[PROBLEM STATEMENT] Rescale the coordinates in the material below, starting with the line containing "Identify one point on each instance of the pyramidal" and going on through the end of the material. Write those lines out again, requests included, with every coordinate in the answers multiplied by 1.25 and rounded to a whole number (halves round up).

[DATA SHOWN]

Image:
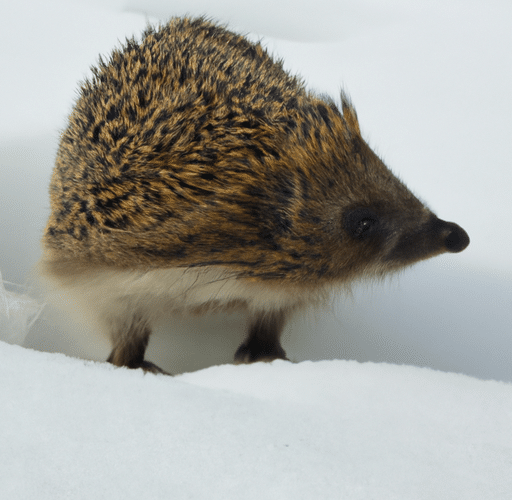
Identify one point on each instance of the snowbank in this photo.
(330, 430)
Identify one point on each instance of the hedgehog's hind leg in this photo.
(130, 343)
(262, 343)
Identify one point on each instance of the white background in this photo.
(431, 82)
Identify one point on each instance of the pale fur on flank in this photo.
(109, 298)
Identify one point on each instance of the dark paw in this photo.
(252, 352)
(147, 366)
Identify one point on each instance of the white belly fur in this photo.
(108, 297)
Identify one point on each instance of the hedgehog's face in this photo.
(385, 227)
(381, 242)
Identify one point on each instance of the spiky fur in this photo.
(196, 174)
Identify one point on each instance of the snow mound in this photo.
(334, 429)
(18, 312)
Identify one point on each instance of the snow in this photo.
(329, 429)
(430, 82)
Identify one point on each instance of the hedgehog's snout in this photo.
(455, 238)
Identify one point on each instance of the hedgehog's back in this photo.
(191, 108)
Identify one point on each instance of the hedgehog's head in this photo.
(370, 223)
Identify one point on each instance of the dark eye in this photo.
(360, 222)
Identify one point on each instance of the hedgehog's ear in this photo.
(349, 114)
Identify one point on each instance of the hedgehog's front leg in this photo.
(262, 343)
(130, 343)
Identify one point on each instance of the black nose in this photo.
(456, 238)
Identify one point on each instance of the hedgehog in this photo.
(196, 174)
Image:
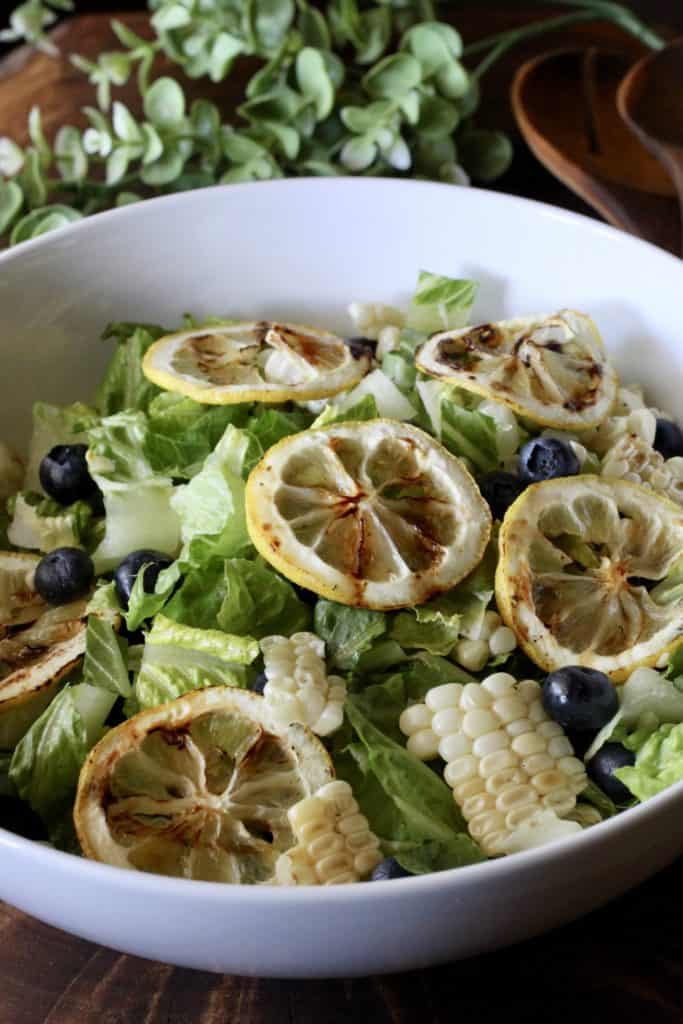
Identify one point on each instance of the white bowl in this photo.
(305, 249)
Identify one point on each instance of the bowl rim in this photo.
(138, 882)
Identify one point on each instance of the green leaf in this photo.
(469, 433)
(485, 155)
(11, 201)
(165, 103)
(440, 303)
(242, 597)
(347, 632)
(47, 762)
(72, 160)
(103, 666)
(393, 76)
(314, 82)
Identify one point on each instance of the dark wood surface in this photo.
(623, 964)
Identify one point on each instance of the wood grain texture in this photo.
(622, 965)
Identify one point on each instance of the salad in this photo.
(283, 607)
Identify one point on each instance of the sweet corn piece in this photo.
(511, 768)
(298, 688)
(335, 844)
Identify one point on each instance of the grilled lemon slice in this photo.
(376, 514)
(254, 361)
(551, 370)
(578, 556)
(199, 788)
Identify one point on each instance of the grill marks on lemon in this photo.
(198, 788)
(254, 361)
(551, 370)
(375, 514)
(578, 560)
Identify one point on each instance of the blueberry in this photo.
(259, 682)
(65, 574)
(668, 438)
(500, 489)
(127, 571)
(389, 868)
(580, 698)
(546, 458)
(601, 769)
(361, 346)
(63, 474)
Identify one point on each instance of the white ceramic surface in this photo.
(304, 249)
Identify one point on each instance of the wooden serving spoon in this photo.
(565, 107)
(650, 101)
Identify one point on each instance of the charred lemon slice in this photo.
(551, 370)
(198, 788)
(254, 361)
(376, 514)
(34, 658)
(580, 562)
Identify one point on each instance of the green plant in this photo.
(356, 87)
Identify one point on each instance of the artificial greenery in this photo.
(344, 87)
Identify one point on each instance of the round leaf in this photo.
(11, 199)
(393, 76)
(485, 155)
(165, 102)
(313, 81)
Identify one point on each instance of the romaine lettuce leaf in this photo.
(241, 596)
(211, 507)
(347, 632)
(409, 806)
(179, 658)
(124, 386)
(104, 665)
(55, 425)
(467, 432)
(440, 303)
(42, 524)
(658, 762)
(46, 763)
(137, 501)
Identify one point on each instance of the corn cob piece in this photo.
(298, 688)
(334, 841)
(508, 764)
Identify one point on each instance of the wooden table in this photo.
(623, 964)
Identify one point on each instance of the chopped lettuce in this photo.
(46, 764)
(467, 432)
(42, 524)
(179, 658)
(240, 596)
(658, 762)
(409, 806)
(137, 501)
(124, 385)
(104, 664)
(440, 303)
(347, 632)
(55, 425)
(211, 507)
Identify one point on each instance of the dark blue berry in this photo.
(500, 489)
(389, 868)
(601, 769)
(63, 474)
(668, 438)
(259, 682)
(546, 458)
(580, 698)
(127, 572)
(65, 574)
(360, 347)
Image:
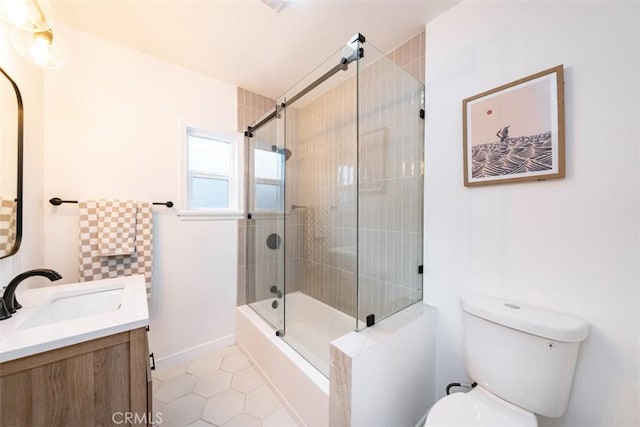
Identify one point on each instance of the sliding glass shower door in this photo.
(265, 225)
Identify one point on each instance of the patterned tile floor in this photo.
(219, 389)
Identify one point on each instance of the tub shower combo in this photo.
(334, 203)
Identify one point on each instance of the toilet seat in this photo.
(478, 408)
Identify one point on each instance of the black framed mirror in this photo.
(11, 167)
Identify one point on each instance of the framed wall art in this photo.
(515, 132)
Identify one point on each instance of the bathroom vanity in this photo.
(77, 354)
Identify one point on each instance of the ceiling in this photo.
(246, 42)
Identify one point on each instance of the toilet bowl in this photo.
(478, 408)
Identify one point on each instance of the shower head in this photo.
(284, 151)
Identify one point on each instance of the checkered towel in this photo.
(116, 227)
(94, 266)
(7, 225)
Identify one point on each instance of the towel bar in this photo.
(56, 201)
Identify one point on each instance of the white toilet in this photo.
(523, 359)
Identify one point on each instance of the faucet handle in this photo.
(4, 313)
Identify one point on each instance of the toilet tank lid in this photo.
(533, 320)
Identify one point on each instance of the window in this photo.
(268, 168)
(211, 170)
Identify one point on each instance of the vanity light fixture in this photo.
(32, 35)
(42, 47)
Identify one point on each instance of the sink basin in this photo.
(75, 306)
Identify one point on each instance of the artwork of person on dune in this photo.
(511, 131)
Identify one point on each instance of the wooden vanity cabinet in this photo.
(97, 382)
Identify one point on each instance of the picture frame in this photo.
(515, 132)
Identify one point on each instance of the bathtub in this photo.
(304, 390)
(311, 326)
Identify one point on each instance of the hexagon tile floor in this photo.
(220, 389)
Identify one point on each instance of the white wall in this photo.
(112, 130)
(29, 80)
(570, 245)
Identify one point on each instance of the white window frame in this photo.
(235, 177)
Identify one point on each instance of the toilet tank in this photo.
(525, 355)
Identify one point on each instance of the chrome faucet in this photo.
(8, 303)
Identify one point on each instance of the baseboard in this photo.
(194, 352)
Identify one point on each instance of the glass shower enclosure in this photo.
(335, 201)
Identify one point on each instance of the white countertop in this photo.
(18, 341)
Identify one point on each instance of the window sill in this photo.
(209, 215)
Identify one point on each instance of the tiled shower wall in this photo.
(321, 237)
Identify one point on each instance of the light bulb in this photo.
(28, 15)
(42, 48)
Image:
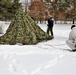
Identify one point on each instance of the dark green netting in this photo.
(23, 30)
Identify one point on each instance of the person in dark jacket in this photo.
(50, 26)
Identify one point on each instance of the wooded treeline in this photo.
(8, 9)
(63, 10)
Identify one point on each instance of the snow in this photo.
(45, 58)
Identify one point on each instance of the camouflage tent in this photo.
(23, 30)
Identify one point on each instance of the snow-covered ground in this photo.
(45, 58)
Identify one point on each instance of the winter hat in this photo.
(73, 26)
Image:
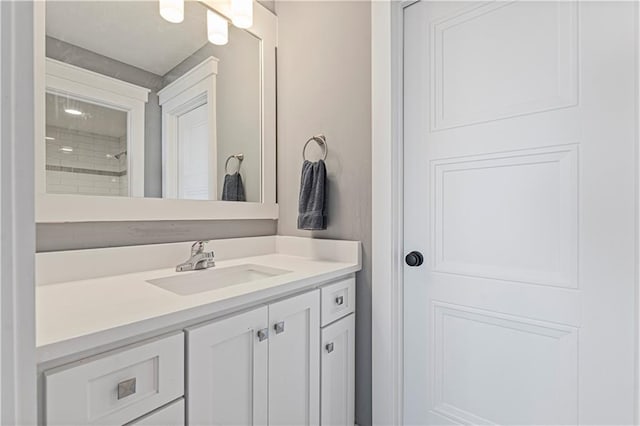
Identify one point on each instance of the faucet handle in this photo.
(198, 247)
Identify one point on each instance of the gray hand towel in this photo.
(233, 189)
(312, 204)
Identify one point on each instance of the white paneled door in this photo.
(520, 152)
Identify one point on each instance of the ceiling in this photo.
(132, 32)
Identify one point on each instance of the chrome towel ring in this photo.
(238, 157)
(321, 140)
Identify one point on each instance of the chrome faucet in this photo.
(199, 258)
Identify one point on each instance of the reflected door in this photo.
(194, 158)
(519, 191)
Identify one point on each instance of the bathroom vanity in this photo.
(264, 337)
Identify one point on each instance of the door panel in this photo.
(519, 130)
(294, 360)
(227, 371)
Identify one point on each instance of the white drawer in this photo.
(116, 387)
(337, 300)
(171, 415)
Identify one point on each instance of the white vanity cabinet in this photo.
(337, 360)
(338, 373)
(227, 363)
(117, 387)
(286, 362)
(258, 367)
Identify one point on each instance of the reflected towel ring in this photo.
(238, 157)
(321, 140)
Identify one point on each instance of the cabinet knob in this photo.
(263, 334)
(126, 388)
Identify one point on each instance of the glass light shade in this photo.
(172, 10)
(217, 28)
(242, 13)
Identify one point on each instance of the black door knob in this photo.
(414, 258)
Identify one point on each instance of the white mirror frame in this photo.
(57, 208)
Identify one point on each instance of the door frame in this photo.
(387, 214)
(387, 203)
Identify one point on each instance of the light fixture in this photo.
(217, 28)
(172, 10)
(242, 13)
(73, 111)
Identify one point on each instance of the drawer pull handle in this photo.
(126, 388)
(263, 334)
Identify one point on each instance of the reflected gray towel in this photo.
(312, 204)
(233, 189)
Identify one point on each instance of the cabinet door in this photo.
(171, 415)
(294, 366)
(338, 373)
(227, 371)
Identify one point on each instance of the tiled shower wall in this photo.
(90, 169)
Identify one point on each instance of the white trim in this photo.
(387, 201)
(192, 90)
(52, 208)
(195, 75)
(18, 398)
(94, 81)
(79, 83)
(637, 215)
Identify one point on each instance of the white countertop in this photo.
(79, 315)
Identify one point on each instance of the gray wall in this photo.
(324, 86)
(73, 236)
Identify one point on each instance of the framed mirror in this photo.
(145, 119)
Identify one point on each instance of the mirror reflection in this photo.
(138, 106)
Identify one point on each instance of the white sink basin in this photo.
(186, 283)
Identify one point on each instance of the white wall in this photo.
(324, 86)
(17, 291)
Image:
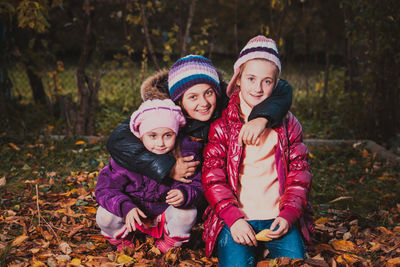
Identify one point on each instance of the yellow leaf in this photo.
(18, 240)
(37, 264)
(79, 142)
(124, 259)
(365, 154)
(76, 262)
(3, 181)
(34, 250)
(393, 262)
(322, 220)
(344, 245)
(93, 175)
(71, 192)
(350, 258)
(13, 146)
(61, 211)
(91, 210)
(261, 236)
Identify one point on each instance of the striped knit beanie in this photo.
(189, 71)
(258, 47)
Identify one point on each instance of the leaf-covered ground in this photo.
(47, 215)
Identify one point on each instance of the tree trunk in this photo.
(147, 35)
(235, 33)
(87, 88)
(37, 87)
(326, 75)
(188, 25)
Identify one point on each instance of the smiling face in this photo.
(257, 81)
(199, 102)
(159, 140)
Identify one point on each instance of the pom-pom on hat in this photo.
(189, 71)
(258, 47)
(157, 113)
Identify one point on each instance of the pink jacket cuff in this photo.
(230, 215)
(289, 214)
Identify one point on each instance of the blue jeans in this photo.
(231, 253)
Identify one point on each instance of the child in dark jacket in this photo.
(130, 201)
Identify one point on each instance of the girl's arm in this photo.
(192, 193)
(298, 180)
(217, 189)
(129, 152)
(275, 107)
(110, 190)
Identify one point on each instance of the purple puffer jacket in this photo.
(119, 190)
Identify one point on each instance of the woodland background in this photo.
(74, 69)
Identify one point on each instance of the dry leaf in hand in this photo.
(261, 236)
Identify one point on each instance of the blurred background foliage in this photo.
(77, 65)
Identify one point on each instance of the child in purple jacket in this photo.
(130, 201)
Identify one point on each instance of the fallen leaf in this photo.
(34, 250)
(322, 220)
(18, 240)
(79, 142)
(124, 259)
(155, 250)
(344, 245)
(76, 262)
(393, 262)
(339, 199)
(92, 210)
(13, 146)
(68, 202)
(384, 230)
(3, 181)
(261, 236)
(37, 264)
(26, 167)
(65, 248)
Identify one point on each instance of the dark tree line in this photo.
(360, 35)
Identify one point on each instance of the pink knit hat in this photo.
(258, 47)
(157, 113)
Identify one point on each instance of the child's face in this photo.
(199, 102)
(257, 81)
(160, 140)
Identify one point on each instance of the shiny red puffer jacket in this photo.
(220, 178)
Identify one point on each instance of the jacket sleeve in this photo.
(217, 189)
(275, 107)
(298, 180)
(129, 152)
(110, 190)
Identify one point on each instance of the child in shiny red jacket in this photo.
(254, 187)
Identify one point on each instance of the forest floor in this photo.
(47, 210)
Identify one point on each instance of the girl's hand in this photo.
(133, 217)
(251, 131)
(184, 168)
(174, 197)
(243, 233)
(282, 229)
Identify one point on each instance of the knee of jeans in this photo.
(188, 216)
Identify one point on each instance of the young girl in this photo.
(194, 84)
(130, 201)
(254, 187)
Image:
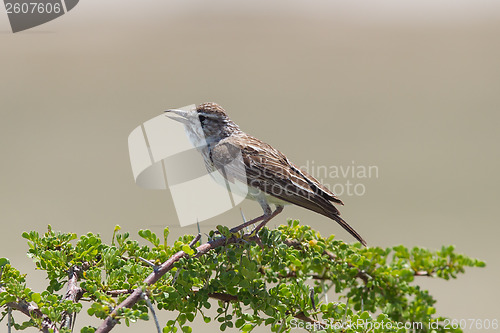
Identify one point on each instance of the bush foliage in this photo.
(278, 279)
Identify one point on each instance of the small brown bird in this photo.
(271, 178)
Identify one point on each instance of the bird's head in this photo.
(206, 124)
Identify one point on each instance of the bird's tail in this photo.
(348, 228)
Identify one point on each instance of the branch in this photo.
(32, 311)
(108, 324)
(73, 293)
(232, 298)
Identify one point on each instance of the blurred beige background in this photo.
(412, 88)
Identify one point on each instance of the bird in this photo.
(272, 179)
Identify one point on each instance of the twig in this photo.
(73, 293)
(152, 309)
(32, 311)
(108, 324)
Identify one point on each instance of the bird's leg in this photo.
(267, 212)
(278, 210)
(246, 224)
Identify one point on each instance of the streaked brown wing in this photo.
(270, 171)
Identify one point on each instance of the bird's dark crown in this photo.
(211, 110)
(214, 121)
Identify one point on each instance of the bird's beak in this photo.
(178, 115)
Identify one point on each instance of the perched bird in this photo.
(271, 178)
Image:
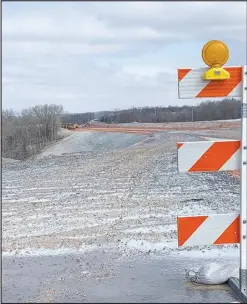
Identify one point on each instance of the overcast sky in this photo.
(92, 56)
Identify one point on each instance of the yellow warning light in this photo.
(215, 54)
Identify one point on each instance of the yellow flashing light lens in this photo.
(215, 53)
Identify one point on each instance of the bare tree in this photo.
(25, 134)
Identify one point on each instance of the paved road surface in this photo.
(123, 202)
(96, 277)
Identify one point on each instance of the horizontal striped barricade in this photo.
(203, 156)
(192, 85)
(208, 230)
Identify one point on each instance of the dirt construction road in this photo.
(97, 209)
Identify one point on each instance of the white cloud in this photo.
(96, 56)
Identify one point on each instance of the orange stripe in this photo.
(182, 73)
(187, 226)
(222, 88)
(216, 156)
(231, 235)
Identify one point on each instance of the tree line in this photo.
(26, 133)
(208, 110)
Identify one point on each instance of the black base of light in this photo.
(234, 284)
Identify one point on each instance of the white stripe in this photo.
(192, 84)
(233, 163)
(190, 152)
(211, 229)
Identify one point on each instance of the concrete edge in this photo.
(234, 284)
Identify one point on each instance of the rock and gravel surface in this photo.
(93, 219)
(107, 190)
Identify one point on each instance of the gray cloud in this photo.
(67, 53)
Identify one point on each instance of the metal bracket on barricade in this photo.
(210, 156)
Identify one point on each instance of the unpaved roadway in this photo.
(94, 219)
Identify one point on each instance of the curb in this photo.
(234, 284)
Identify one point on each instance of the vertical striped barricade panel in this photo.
(192, 85)
(206, 156)
(208, 230)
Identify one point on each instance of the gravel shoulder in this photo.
(106, 194)
(93, 219)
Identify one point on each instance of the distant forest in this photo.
(208, 110)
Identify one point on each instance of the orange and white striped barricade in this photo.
(210, 156)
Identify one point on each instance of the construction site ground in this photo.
(93, 218)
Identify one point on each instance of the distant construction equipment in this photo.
(70, 126)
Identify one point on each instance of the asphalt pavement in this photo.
(106, 278)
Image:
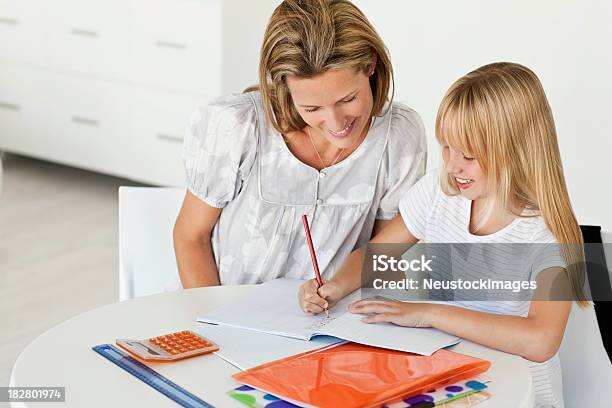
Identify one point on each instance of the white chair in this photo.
(587, 371)
(147, 262)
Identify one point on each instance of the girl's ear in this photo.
(373, 60)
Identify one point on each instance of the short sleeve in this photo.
(546, 250)
(416, 204)
(406, 158)
(220, 148)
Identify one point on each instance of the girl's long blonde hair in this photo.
(309, 37)
(499, 114)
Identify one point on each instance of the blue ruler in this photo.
(150, 377)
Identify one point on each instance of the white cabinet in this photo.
(108, 85)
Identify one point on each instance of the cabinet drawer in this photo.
(21, 32)
(177, 44)
(90, 37)
(16, 109)
(89, 121)
(159, 121)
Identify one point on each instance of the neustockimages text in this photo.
(384, 263)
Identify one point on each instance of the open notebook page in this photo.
(272, 308)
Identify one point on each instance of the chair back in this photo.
(147, 263)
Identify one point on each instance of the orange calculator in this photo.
(169, 347)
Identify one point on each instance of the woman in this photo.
(319, 137)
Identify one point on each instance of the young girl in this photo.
(502, 182)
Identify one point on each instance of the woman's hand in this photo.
(314, 300)
(394, 311)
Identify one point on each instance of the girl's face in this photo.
(336, 104)
(466, 171)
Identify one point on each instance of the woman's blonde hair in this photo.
(305, 38)
(499, 114)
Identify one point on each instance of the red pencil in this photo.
(313, 255)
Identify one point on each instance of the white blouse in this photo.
(235, 161)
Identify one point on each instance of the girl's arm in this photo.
(348, 277)
(536, 337)
(192, 245)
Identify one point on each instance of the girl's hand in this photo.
(393, 311)
(314, 301)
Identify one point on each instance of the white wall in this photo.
(567, 43)
(244, 24)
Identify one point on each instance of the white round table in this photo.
(62, 356)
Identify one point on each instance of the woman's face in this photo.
(336, 104)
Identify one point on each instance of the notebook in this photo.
(272, 308)
(354, 375)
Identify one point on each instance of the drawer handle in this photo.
(85, 121)
(9, 106)
(170, 138)
(8, 21)
(83, 33)
(168, 44)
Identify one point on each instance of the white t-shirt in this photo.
(434, 217)
(234, 160)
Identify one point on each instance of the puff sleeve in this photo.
(219, 148)
(406, 158)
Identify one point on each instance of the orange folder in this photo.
(354, 375)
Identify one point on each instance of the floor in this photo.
(58, 235)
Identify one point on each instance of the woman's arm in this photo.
(192, 244)
(536, 337)
(348, 277)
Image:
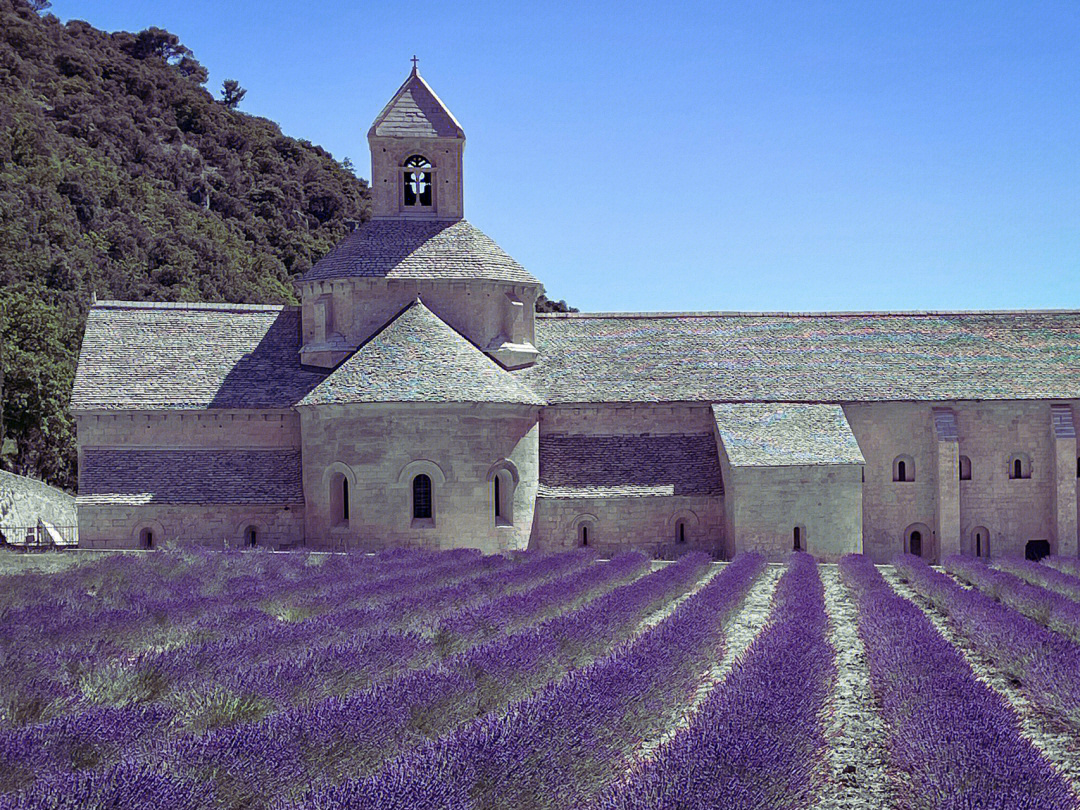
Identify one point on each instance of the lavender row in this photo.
(1068, 565)
(563, 746)
(757, 740)
(339, 739)
(43, 679)
(1045, 663)
(953, 741)
(251, 691)
(1042, 576)
(1050, 609)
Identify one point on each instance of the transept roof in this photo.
(419, 250)
(419, 358)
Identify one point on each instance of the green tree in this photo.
(232, 94)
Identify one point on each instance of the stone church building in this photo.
(415, 397)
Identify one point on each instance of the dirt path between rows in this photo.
(855, 773)
(1058, 745)
(742, 629)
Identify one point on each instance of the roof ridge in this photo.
(194, 306)
(823, 313)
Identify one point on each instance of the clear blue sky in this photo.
(751, 156)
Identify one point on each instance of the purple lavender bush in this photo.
(576, 738)
(1043, 663)
(1039, 604)
(757, 740)
(953, 742)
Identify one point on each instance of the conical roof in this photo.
(419, 358)
(416, 111)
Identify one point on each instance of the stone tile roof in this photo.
(629, 466)
(190, 356)
(125, 476)
(419, 358)
(419, 250)
(416, 111)
(807, 358)
(785, 434)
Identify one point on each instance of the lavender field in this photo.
(426, 679)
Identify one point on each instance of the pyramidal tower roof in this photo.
(419, 358)
(416, 111)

[OUTPUT FOR THIS EXERCISE]
Identify one point on each instance of the pyramidal tower roof in this photo.
(524, 448)
(520, 139)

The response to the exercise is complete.